Dataset items:
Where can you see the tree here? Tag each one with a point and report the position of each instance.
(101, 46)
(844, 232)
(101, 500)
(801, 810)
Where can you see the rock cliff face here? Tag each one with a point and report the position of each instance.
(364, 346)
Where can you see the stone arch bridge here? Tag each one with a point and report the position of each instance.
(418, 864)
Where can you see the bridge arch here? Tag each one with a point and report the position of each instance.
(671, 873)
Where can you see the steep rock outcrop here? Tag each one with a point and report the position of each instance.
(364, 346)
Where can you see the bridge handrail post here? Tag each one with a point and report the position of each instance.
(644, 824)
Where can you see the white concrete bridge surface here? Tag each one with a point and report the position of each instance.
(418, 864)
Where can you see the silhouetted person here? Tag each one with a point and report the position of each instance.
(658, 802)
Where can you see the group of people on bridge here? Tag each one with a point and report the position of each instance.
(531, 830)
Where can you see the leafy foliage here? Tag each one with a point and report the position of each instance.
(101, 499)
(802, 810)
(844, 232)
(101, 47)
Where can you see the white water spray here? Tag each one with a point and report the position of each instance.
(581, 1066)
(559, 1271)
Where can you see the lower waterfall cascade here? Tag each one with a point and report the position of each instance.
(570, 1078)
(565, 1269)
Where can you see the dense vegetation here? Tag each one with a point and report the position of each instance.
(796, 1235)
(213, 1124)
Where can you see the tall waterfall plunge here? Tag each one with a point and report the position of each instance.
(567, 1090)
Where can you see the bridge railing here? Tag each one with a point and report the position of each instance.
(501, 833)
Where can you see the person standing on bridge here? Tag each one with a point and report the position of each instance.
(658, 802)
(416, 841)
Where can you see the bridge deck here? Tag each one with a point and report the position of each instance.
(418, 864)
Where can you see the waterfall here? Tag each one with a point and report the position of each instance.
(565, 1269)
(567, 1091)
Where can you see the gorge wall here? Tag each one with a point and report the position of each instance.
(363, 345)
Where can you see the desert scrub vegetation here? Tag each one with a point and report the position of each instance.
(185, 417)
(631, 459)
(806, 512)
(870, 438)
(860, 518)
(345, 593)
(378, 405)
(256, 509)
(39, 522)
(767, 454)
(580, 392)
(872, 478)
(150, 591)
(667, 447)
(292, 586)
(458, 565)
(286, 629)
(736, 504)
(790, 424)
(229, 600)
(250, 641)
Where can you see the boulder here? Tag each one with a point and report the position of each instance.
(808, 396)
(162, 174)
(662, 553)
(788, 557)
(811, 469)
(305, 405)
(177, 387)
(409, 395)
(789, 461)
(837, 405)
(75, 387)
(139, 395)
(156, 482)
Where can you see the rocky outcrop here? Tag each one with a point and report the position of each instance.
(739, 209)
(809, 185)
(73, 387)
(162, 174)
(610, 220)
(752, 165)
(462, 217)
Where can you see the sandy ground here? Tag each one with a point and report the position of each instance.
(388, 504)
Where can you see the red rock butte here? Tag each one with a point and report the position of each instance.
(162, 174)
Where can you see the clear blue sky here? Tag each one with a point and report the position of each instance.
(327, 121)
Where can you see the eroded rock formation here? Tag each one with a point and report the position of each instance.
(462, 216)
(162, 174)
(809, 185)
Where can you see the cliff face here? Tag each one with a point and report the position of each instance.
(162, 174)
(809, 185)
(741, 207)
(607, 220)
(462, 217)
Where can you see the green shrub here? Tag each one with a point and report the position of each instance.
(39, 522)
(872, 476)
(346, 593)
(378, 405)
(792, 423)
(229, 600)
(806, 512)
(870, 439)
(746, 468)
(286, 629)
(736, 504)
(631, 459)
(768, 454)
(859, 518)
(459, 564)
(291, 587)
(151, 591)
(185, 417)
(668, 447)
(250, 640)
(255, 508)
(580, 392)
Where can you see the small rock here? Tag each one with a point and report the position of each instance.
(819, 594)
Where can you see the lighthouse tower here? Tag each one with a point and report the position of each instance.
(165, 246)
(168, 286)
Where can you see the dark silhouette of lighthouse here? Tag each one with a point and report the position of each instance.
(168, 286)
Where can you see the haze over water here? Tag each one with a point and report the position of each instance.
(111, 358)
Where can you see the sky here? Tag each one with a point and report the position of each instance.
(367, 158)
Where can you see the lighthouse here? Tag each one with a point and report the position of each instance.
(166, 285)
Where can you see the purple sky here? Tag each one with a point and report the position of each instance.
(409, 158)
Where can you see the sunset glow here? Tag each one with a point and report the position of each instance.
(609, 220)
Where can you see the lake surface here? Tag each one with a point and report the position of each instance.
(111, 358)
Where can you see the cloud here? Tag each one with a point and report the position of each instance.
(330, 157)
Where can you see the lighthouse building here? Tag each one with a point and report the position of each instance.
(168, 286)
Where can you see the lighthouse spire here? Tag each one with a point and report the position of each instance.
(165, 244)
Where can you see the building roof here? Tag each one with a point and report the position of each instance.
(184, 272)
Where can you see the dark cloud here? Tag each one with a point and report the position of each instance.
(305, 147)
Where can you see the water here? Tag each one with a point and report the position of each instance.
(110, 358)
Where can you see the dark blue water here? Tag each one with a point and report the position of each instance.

*EXERCISE REQUIREMENTS:*
Copy out the listing from the line with "Where can you see the water here?" up to and including its final line, keeping each request as it stands. Move every point by adding 64 to each coordinate number in the answers.

*FINAL RESULT:*
Where can you see the water here? Tag each one with a point and report the position of each instance.
(174, 422)
Where can you see the dark blue water here? Tag each one with a point and report the position of each instance.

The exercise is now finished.